— Start —

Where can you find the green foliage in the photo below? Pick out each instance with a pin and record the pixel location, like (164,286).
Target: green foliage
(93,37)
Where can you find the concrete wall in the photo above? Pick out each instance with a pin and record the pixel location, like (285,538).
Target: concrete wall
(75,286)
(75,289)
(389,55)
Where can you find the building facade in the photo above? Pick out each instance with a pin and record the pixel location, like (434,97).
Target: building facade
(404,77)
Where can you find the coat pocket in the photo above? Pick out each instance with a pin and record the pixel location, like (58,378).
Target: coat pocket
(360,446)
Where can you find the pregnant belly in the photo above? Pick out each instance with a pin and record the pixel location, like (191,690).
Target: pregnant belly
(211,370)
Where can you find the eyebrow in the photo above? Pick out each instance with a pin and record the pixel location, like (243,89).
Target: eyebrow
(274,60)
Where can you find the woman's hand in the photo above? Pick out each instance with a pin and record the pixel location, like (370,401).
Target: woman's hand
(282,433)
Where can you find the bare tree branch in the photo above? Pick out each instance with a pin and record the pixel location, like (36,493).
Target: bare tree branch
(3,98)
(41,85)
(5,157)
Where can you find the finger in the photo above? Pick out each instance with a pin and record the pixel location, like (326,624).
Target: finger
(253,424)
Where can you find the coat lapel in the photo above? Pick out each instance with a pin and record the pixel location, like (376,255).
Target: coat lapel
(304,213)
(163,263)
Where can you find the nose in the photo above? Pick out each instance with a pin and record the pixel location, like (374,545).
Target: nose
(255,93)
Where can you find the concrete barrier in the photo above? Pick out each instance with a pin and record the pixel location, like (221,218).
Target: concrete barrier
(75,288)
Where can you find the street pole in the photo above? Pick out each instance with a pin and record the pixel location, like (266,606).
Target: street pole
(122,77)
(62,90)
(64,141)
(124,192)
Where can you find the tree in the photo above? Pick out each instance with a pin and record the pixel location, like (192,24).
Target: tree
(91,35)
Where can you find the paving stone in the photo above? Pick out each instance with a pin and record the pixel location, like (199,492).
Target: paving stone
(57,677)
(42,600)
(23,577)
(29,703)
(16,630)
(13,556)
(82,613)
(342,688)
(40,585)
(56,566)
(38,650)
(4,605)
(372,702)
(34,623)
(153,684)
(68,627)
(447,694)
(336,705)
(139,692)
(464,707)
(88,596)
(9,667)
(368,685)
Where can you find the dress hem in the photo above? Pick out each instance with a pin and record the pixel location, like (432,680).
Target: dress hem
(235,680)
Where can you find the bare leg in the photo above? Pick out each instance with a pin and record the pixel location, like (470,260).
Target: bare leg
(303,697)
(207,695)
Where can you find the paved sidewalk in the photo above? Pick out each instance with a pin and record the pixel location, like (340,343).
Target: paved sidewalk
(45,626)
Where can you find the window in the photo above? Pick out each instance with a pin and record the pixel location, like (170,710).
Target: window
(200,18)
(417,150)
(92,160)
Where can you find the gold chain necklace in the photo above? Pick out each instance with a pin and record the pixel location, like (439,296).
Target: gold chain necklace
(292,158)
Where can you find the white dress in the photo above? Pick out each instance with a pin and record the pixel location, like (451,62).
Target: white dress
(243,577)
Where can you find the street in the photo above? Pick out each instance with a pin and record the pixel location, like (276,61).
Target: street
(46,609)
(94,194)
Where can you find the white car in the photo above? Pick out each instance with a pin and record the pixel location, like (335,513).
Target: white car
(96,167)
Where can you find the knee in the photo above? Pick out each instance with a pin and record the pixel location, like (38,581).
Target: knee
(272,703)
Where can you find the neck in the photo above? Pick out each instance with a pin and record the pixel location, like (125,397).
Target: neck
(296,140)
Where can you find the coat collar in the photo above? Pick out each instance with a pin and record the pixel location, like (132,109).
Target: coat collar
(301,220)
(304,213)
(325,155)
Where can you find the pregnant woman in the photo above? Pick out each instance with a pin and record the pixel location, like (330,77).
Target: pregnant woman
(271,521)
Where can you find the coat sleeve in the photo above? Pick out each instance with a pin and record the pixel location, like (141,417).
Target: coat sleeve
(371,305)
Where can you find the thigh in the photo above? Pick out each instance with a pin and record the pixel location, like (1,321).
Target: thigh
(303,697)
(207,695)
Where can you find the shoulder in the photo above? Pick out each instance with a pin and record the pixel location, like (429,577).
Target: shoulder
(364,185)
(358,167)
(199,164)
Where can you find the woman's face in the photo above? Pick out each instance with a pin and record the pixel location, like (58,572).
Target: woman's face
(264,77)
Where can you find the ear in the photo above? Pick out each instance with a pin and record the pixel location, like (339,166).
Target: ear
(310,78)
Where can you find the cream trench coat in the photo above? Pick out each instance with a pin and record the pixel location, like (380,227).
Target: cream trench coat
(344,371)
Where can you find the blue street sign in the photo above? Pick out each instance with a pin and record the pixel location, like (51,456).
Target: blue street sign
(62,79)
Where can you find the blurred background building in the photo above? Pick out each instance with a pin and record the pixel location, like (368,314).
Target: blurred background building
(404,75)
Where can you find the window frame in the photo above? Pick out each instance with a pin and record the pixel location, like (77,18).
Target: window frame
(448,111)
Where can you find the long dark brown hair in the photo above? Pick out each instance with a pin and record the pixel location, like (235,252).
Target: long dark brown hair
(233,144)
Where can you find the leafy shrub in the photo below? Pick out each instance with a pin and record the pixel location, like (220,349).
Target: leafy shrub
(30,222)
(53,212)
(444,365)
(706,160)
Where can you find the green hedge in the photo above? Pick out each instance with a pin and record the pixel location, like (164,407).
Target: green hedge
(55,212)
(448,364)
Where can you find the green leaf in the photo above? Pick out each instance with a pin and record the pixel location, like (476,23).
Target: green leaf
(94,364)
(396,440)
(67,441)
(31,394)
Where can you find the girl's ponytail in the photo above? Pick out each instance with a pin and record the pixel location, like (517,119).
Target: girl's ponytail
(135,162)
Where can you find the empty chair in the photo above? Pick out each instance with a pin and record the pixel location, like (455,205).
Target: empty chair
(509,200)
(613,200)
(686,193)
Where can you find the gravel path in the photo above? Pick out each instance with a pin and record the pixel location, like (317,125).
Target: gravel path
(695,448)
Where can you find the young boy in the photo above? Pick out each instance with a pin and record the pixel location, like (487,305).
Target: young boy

— End —

_The request_
What is needed here is an exact reproduction of all the entries.

_Written solution_
Where can you find the green foliage in the photo below? Pick out each instance with a pin and record the pixel location, like (164,286).
Target: green foliage
(93,37)
Where can you find the concrete wall in the photo above? Pick out each instance with a pin and record the pixel location, like (285,538).
Target: concrete wall
(75,286)
(75,289)
(389,55)
Where can you find the building facade in the photo above? Pick out each instance with a pin and record the pixel location, like (434,97).
Target: building facade
(404,77)
Where can you find the coat pocket in the photo above? Pick out each instance with a pin and record the pixel location, like (58,378).
Target: coat pocket
(360,446)
Where can you find the pregnant belly in the photo above? Pick out each instance with a pin and record the pixel location, like (191,690).
Target: pregnant belly
(211,370)
Where can you find the eyebrow in the photo above? Pick out each instance with a pin and record the pixel location, like (243,89).
Target: eyebrow
(274,60)
Where can you find the woman's hand in the photo above? Pick out each instance with a pin and record the pixel location, like (370,401).
Target: woman's hand
(282,433)
Where can you find the bare tree branch in the photo above? Pick out each instance with a pin and record the pixel location, like (36,493).
Target: bare tree branch
(3,98)
(41,85)
(5,157)
Where can you find the finger in the photo above? Pick out each instance with a pin and record the pixel location, like (326,624).
Target: finger
(253,424)
Where can you find the coat lapel in the photo above? Pick out each instance with a pin and record the pixel location, like (376,255).
Target: coat lapel
(304,213)
(163,263)
Where can you find the nose in the photo above? Pick out each instance with a pin and record the pixel location, like (374,545).
Target: nose
(255,93)
Where can you find the concrete barrier in the photo above? Pick out each instance with a pin and record the pixel location, like (221,218).
Target: concrete barrier
(75,288)
Where can you find the street pole in the photo above? Pick out each instance with a pin and record the pixel location, like (266,606).
Target: street pole
(122,77)
(62,90)
(64,141)
(124,192)
Where can you find the tree in the photo above? Pick out each instance with a pin and record the pixel location, like (192,24).
Target: tree
(91,35)
Where can you find the paving stone in the photo above? Pick out each instance with a pin and record the pixel location, like (199,492).
Target: paving stone
(57,677)
(42,600)
(23,577)
(29,703)
(16,630)
(13,556)
(82,613)
(342,688)
(40,585)
(56,566)
(38,650)
(4,605)
(372,702)
(34,623)
(153,684)
(68,627)
(447,694)
(336,705)
(139,692)
(464,707)
(88,596)
(9,667)
(368,685)
Where can you find the dress hem in the photo above? Pick out each instance with a pin and record the pixel location, like (432,680).
Target: dress hem
(235,680)
Where can you find the bare leg in the photo above? Pick out each instance with a pin and record the pixel location, like (470,260).
Target: bare leg
(303,697)
(207,695)
Where can you find the paved sidewalk in the photo above? Pick out each instance with a pin and record the pixel location, like (340,343).
Target: paved sidewalk
(45,626)
Where can you find the window in the photo above? Pick out each instance with a pin and record the pixel location, like (170,710).
Target: window
(200,18)
(417,150)
(92,160)
Where can you find the gold chain necklace in the photo above? Pick out each instance with a pin and record the pixel location, like (439,296).
Target: gold chain necklace
(292,158)
Where can you find the white dress in the photo above? Pick out each instance with a pin and record the pixel location, like (451,62).
Target: white dress
(243,577)
Where can you find the street in the photo above? Pick out each instance with a pin and record the pixel location, like (276,61).
Target: street
(46,609)
(94,194)
Where can you find the white car in the photo above? Pick out each instance with a pin and record the pixel location, like (335,513).
Target: white car
(96,167)
Where can you find the knee in the photo above? Pick out each instance with a pin and record the pixel location, like (38,581).
Target: knee
(272,703)
Where can you find the neck in the photo above? Pick out each instance with a pin and record the pixel location, like (125,397).
Target: neck
(296,140)
Where can you find the coat collar in the photo above? Pick out each instance with a pin and record the pixel location, like (132,109).
Target: coat collar
(301,220)
(304,213)
(325,155)
Where can you find the pregnant woman in the photo above? Pick out each instance with a pin and record the pixel location, like (330,77).
Target: pregnant woman
(271,521)
Where can you find the coat sleeve in the photo above? Pick out each instance with a pin and record the pixel location, like (141,417).
Target: coat sleeve
(371,305)
Where can you find the thigh in the photo above? Pick out each instance with a pin and record the pixel location, like (1,321).
Target: thigh
(303,697)
(207,695)
Where can you find the shoulder in the photo above? Pick out each instance with a pin and record the pixel location, like (429,577).
Target: shoulder
(364,185)
(358,167)
(199,164)
Where can you find the woman's face in the photo above? Pick out each instance with a pin and record the pixel location, like (58,572).
Target: woman's face
(264,77)
Where can you find the ear in the photo above? Pick out each instance with a pin and record the pixel location, like (339,166).
Target: ear
(310,78)
Where can you find the cream trench coat in the photo above? Pick out each instance with a pin and record the pixel location, like (380,227).
Target: cream trench coat
(344,371)
Where can you find the blue street sign in the photo above? Pick out each instance with a pin and record the pixel location, like (51,456).
Target: blue street sign
(62,79)
Where can you find the blurred background building in the photo above? Pick out each instance with a pin and record the pixel location, like (368,314).
Target: blurred background building
(404,75)
Where can you find the window frame in the photo above? Pick out each instance with a pin and record the pixel location, like (77,18).
Target: window frame
(448,111)
Where can you find the long dark brown hair in the photo above? Pick out each instance with a pin and record the pixel location, like (235,252).
Target: long dark brown hair
(233,144)
Where can you find the leafy shrub in the photo below? Pick out each instance with a pin and record the pixel location, like (220,349).
Target: leafy shrub
(30,222)
(53,212)
(444,365)
(706,160)
Where can you find the green hedge in the photo above? Pick out each instance with a pin and record the pixel location, like (164,407).
Target: green hedge
(55,212)
(448,364)
Where can you find the green leaf in the photo above? Pick out each instance with a pin and record the pixel location, like (476,23).
Target: green leaf
(94,364)
(396,440)
(67,441)
(31,394)
Where can you find the girl's ponytail in the photo above? Pick out each instance with a pin and record the pixel location, like (517,119).
Target: girl's ponytail
(135,162)
Where can you find the empty chair in the photo above? Pick out each instance with a pin and record the pixel location, like (455,205).
Target: empty chair
(509,200)
(613,200)
(686,193)
Where can you find the gravel path in the photo above? Pick out each instance with a pin and record the pixel location, like (317,125).
Target: gravel path
(695,448)
Where can you find the young boy in the photo above? Pick out each instance with a pin and record the pixel location, like (487,305).
Target: young boy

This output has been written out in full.